_What you need to do_
a. In the photodieter journal, what does the flickr 365 Days project involve?
b. Return, word for word, the part of the photodieter journal that opens with the words containing "I’ve been a" and closes with "shall adopt myself.".

_Text excerpt_
-*-

Journal of a Photodieter

May 11, 2008 by jacqib

Re-inventing myself

November 16, 2007 by jacqib

I’ve started doing the flickr 365 Days where you take a self portrait every day for a year (those of you with calendars will realise that I will being doing 366).

You can see my set here - I will post more later.

I’ve been a bit quiet

November 16, 2007 by jacqib

If you’ve been here before you’ll notice I’ve been quiet of late.  It’s too easy to get out of the habit and even when I have things I want to write about I end up leaving it till later and forgetting.  I’m not going to beat myself up about it. One of the girls in my flickr Photo-diet Project group said that she has a blog but that

“I consider that since it’s _my_ blog, I get to decide how often the updates should be. Whether daily, monthly, or just when I fee like it. It fluctuates wildly.”

Well done her, it’s a philosphy I shall adopt myself.

The phone call you never want to get …

October 28, 2007 by jacqib

Well I see that my last post was at the beginning of September and I said it was going to be a busy month. Well it didn’t quite work out as predicted.

On the morning of Friday 6th September I was on my way to the bus stop to go to work when I got a call on my mobile. The caller was a Senior Staff Nurse at the A&E department of my local hospital. He told me that my partner had had a motorcycle accident on his way to work and that he was ’stable at the moment’ but that I should get there as quickly as I could.

Fortunately, although they did not know at the time of the call, he had no life-threatening injuries. He had broken his right wrist, his left collarbone, left shoulder blade and five left ribs. He was very badly bruised - bits of him are still green more than seven weeks later.

-*-

_Record extracts_

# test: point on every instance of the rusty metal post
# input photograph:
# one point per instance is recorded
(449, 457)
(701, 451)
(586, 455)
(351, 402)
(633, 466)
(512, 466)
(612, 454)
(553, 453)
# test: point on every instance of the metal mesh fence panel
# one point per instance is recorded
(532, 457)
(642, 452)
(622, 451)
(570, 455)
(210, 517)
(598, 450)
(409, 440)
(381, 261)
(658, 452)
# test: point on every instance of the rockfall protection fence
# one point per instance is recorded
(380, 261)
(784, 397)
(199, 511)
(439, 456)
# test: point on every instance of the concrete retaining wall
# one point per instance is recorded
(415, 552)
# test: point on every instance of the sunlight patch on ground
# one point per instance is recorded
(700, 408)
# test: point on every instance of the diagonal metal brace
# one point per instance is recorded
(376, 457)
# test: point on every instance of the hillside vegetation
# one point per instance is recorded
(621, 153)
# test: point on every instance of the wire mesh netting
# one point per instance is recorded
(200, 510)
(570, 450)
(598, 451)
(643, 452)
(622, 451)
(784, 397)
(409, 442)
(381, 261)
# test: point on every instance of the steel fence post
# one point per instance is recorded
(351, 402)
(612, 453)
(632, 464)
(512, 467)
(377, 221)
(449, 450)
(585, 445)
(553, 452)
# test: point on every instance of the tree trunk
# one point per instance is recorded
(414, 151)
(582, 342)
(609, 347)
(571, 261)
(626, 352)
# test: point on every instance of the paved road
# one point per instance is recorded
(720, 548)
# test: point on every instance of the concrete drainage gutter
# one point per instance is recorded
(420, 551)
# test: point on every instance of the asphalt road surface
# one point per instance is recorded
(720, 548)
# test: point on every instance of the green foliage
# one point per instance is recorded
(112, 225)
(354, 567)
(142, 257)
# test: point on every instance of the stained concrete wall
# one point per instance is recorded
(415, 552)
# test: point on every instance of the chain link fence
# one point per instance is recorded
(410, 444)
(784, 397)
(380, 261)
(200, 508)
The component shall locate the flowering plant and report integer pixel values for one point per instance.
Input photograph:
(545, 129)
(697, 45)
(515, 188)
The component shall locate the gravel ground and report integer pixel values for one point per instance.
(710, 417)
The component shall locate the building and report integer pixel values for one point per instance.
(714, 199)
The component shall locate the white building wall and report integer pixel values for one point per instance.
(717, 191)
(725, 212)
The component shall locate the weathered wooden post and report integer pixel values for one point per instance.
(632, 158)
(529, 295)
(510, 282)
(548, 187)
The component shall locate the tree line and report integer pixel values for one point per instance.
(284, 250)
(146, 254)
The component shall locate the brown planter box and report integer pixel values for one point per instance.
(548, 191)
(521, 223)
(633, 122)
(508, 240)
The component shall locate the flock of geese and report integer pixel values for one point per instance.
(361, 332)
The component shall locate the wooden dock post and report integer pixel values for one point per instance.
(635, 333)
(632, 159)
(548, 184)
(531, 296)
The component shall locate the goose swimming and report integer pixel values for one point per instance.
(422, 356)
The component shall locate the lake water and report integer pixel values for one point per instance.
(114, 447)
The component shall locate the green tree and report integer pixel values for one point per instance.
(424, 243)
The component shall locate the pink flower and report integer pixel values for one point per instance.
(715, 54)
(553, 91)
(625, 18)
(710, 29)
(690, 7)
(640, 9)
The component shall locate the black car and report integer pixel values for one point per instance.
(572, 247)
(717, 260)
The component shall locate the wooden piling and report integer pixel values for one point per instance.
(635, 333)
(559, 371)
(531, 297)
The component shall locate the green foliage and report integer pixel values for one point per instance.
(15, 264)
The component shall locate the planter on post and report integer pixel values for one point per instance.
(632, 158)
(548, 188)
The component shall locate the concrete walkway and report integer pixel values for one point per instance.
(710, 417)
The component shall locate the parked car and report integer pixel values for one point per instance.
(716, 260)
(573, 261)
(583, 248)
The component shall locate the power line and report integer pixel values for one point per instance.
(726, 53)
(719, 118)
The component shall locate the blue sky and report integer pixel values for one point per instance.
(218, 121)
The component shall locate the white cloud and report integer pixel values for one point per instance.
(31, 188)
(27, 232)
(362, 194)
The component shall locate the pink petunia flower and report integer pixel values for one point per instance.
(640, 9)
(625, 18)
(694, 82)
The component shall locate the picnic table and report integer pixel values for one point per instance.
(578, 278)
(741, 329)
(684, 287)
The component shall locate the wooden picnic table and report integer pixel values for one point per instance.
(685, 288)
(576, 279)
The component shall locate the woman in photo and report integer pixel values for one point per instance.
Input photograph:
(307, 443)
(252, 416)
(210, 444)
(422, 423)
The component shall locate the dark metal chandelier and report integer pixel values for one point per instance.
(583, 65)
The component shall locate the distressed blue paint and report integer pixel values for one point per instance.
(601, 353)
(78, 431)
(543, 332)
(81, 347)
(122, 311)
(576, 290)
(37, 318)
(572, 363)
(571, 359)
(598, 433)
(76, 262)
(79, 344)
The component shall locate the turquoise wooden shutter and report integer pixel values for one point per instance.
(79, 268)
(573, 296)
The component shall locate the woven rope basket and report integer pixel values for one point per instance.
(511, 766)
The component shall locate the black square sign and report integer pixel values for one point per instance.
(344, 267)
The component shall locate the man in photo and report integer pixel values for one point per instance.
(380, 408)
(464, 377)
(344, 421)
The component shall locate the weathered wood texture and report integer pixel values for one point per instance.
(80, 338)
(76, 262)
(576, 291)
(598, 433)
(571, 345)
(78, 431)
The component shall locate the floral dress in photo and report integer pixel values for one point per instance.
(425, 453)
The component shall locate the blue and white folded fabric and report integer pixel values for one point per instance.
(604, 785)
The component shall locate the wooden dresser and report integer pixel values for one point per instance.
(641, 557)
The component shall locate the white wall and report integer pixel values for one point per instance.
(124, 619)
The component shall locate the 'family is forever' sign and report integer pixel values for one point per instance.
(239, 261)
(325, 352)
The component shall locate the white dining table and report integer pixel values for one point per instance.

-*-

_Task-by-task outputs_
a. Taking a self portrait every day for a year.

b.
I’ve been a bit quiet

November 16, 2007 by jacqib

If you’ve been here before you’ll notice I’ve been quiet of late.  It’s too easy to get out of the habit and even when I have things I want to write about I end up leaving it till later and forgetting.  I’m not going to beat myself up about it. One of the girls in my flickr Photo-diet Project group said that she has a blog but that

“I consider that since it’s _my_ blog, I get to decide how often the updates should be. Whether daily, monthly, or just when I fee like it. It fluctuates wildly.”

Well done her, it’s a philosphy I shall adopt myself.